* _What is needed_: Among the entries below, find the lines with the word "this" and copy them.

Entries shown: Begin

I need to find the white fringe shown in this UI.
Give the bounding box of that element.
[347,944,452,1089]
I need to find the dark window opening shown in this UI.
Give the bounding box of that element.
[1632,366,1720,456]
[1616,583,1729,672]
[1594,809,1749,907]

Entries shown: End

* _Task response_:
I need to find the white fringe shown in this UI.
I need to find the dark window opening shown in this UI.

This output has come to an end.